• _How to complete this task_:
Your answer must be every line below, repeated exactly.

• _Supplied data_:
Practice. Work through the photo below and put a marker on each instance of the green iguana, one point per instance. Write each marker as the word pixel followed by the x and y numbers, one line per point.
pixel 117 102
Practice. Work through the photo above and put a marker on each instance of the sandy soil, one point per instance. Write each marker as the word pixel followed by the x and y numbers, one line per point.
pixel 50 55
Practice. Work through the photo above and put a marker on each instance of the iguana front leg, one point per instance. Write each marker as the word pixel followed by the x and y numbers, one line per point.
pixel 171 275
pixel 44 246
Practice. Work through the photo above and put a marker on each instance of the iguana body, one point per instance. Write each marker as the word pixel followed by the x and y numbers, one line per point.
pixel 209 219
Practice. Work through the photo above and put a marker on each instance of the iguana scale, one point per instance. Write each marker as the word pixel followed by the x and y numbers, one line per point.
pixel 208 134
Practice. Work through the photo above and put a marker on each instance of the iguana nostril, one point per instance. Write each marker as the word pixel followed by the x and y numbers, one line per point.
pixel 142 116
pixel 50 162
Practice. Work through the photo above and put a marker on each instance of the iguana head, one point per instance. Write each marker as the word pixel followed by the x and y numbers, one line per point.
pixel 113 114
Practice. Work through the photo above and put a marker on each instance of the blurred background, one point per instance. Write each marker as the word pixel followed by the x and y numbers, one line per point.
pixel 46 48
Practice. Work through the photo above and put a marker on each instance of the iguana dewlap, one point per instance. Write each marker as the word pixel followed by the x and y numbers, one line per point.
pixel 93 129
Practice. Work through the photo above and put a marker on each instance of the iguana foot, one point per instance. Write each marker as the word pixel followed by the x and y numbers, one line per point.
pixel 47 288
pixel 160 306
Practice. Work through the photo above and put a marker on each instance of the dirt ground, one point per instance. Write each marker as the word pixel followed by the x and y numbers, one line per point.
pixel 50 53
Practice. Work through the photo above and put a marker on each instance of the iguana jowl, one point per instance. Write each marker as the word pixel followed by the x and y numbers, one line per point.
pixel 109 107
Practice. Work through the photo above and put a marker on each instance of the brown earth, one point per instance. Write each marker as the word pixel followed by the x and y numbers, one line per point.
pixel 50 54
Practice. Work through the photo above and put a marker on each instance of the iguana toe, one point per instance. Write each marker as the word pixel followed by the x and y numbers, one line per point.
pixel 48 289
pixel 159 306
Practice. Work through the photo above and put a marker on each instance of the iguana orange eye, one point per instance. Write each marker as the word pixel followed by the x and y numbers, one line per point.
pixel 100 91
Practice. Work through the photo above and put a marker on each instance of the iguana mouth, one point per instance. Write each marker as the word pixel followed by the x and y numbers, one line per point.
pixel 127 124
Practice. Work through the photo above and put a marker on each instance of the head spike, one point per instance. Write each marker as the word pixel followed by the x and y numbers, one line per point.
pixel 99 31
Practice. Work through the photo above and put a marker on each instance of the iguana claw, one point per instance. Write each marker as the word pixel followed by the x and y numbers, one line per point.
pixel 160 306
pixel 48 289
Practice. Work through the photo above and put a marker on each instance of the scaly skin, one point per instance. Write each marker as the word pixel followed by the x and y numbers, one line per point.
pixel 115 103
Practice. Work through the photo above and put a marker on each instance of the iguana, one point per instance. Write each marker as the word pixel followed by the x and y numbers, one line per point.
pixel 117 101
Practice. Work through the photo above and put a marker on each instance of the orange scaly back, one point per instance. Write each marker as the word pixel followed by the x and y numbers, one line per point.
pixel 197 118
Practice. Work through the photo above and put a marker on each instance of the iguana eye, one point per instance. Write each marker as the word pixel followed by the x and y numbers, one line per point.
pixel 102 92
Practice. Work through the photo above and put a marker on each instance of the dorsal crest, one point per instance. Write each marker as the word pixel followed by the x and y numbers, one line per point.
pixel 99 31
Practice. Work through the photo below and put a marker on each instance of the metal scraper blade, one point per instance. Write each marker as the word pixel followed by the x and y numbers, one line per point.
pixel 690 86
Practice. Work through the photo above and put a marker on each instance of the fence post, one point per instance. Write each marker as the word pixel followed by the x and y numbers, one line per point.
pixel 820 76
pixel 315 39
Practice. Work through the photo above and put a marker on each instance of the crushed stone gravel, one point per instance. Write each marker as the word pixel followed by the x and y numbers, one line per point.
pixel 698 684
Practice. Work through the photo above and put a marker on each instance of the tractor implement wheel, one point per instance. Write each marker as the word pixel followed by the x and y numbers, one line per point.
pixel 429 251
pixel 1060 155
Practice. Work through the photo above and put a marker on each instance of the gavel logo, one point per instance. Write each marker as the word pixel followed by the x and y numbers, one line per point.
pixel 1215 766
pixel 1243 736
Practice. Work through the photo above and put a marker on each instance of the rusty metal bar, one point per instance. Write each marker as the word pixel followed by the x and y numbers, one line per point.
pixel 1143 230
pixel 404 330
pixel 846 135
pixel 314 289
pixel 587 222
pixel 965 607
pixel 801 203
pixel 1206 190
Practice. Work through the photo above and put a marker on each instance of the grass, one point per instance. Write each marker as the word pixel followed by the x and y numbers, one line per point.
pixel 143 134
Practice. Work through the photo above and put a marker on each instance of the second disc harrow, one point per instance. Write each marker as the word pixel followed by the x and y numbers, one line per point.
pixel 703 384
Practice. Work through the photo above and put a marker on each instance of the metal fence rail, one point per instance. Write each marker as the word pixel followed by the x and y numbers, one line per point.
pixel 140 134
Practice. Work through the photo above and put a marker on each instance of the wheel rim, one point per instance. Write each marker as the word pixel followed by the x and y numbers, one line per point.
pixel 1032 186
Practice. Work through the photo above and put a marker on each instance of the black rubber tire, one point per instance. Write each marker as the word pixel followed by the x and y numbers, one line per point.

• _Answer box_:
Practice. Work through the photo below and put a marker on each instance of the green iguana, one point per instance. Write each marker as the word pixel followed by the x and y numbers, one line per point.
pixel 117 102
Practice. Work through the photo above and put a marker on each instance of the sandy soil, one point per instance. Write each marker as the word pixel followed by the x and y numbers, one line per point.
pixel 50 55
Practice. Work through the photo above and put a marker on each instance of the iguana front leg, one point per instance. Write each marker as the word pixel followed by the x and y numbers, one line per point.
pixel 171 275
pixel 44 246
Practice. Work through the photo above and put a marker on each instance of the iguana body, one point per instance. Write each marker as the word pixel followed by the x and y numbers, one line per point.
pixel 209 219
Practice. Work through the photo above and put a marker on each instance of the iguana scale, one point per instance. Write each marker as the word pixel followed by the x and y numbers, one line per point.
pixel 208 134
Practice. Work through the photo above and put a marker on each instance of the iguana nostril, one point per instance. Write each marker as the word pixel followed by the x and y numbers, one line per point.
pixel 142 116
pixel 50 162
Practice. Work through the photo above and put a marker on each instance of the iguana head, one point per instance. Write each marker as the word pixel followed by the x and y numbers, one line per point.
pixel 113 114
Practice. Work through the photo above and put a marker on each instance of the blurred background, one point per instance. Write each marker as the word pixel followed by the x and y numbers, one line per point.
pixel 46 48
Practice. Work through the photo above and put a marker on each instance of the iguana dewlap, one point per instance. Write each marker as the word pixel followed by the x and y numbers, one line per point.
pixel 93 129
Practice. Work through the photo above and put a marker on each instance of the iguana foot, one point per instance. Write each marker as the word pixel followed by the x and y numbers, one line per point.
pixel 47 288
pixel 160 306
Practice. Work through the photo above and put a marker on each instance of the dirt ground, one point per instance. Write each marker as the word pixel followed by the x and y numbers, one line per point.
pixel 50 53
Practice. Work through the photo above and put a marker on each instance of the iguana jowl, one point per instance. Write each marker as the word pixel followed by the x and y numbers, one line per point.
pixel 109 107
Practice. Work through the photo above and put a marker on each instance of the brown earth, one point per instance. Write each marker as the word pixel followed by the x and y numbers, one line per point.
pixel 50 54
Practice. Work through the photo above and put a marker on each instance of the iguana toe, one point per instance. Write each marker as the word pixel followed by the x and y numbers, one line per point.
pixel 48 289
pixel 159 306
Practice. Work through the photo above and put a marker on each instance of the iguana orange eye, one point per instance. Write each marker as the word pixel followed by the x and y numbers, one line per point.
pixel 100 91
Practice. Work through the photo above and put a marker on each instance of the iguana mouth, one point per instance. Write each marker as the word pixel followed by the x and y numbers, one line per point.
pixel 127 124
Practice. Work through the photo above and put a marker on each instance of the head spike, one point per instance. Write each marker as the word pixel followed by the x and y numbers, one line per point.
pixel 99 31
Practice. Work through the photo above and put a marker on each instance of the iguana claw, one point per instance. Write each marker as the word pixel followed by the x and y numbers, one line per point.
pixel 160 306
pixel 48 289
Practice. Work through the photo above and put a marker on each instance of the scaly skin, one point per instance. Write each marker as the word pixel followed by the x and y numbers, one line per point.
pixel 115 103
Practice. Work through the photo above and put a marker on each instance of the iguana, one point per instance. Write each marker as the word pixel followed by the x and y numbers, one line per point.
pixel 117 101
Practice. Work through the photo above and put a marker on each instance of the orange scaly back, one point per instance. Write each marker as the word pixel followed by the x and y numbers, one line per point.
pixel 197 118
Practice. Work through the photo above and put a marker on each instance of the iguana eye, one point per instance. Write each marker as the word pixel followed by the x and y numbers, one line per point.
pixel 102 92
Practice. Work through the photo above and put a marker on each instance of the dorsal crest, one point per instance. Write each marker as the word pixel followed by the x and y numbers, one line per point.
pixel 99 31
Practice. Work through the photo below and put a marker on each instance of the metal scraper blade, one point per instance. Write each marker as the word pixel followed by the x and y numbers, one line per point.
pixel 690 86
Practice. Work through the photo above and put a marker on each instance of the fence post, one point per instance. Write each marker as the word pixel followed by the x and y numbers, one line per point.
pixel 820 76
pixel 315 39
Practice. Work through the photo above and put a marker on each instance of the crushed stone gravel, one point per instance. Write each marker as the word pixel followed by the x and y numbers, one line per point.
pixel 698 684
Practice. Work through the photo above and put a marker on each instance of the tractor implement wheel, one point per instance. Write each marker as the word pixel followed by the x and y numbers, one line per point.
pixel 429 251
pixel 1060 155
Practice. Work through the photo above and put a marker on each instance of the gavel logo, one point per instance. Write each marker as the word pixel followed by the x and y numbers, one line per point.
pixel 1215 766
pixel 1243 736
Practice. Work through the photo above and put a marker on each instance of the rusty metal bar, one point per instance. Write each marker as the word pixel followed by the x and y numbers, one line per point.
pixel 1143 230
pixel 404 330
pixel 846 135
pixel 314 289
pixel 587 222
pixel 965 607
pixel 801 203
pixel 1206 190
Practice. Work through the photo above and put a marker on each instance of the grass, one point per instance. Write each marker as the word pixel followed by the x and y numbers, one line per point.
pixel 143 134
Practice. Work through the photo above and put a marker on each instance of the second disc harrow, one point per instance. Write each marker as the word pixel followed by the x and y numbers, one line per point.
pixel 703 384
Practice. Work through the photo above and put a marker on each instance of the metal fence rail, one point per instance. Write each marker as the word pixel followed by the x and y numbers, one line per point.
pixel 140 134
Practice. Work through the photo above and put a marker on each instance of the wheel rim, one point per instance. Write each marker as the word pixel followed by the x and y numbers, one line per point.
pixel 1032 186
Practice. Work through the photo above and put a marker on each instance of the black rubber tire, one point per instance. Write each marker as the word pixel followed by the x and y numbers, one line per point.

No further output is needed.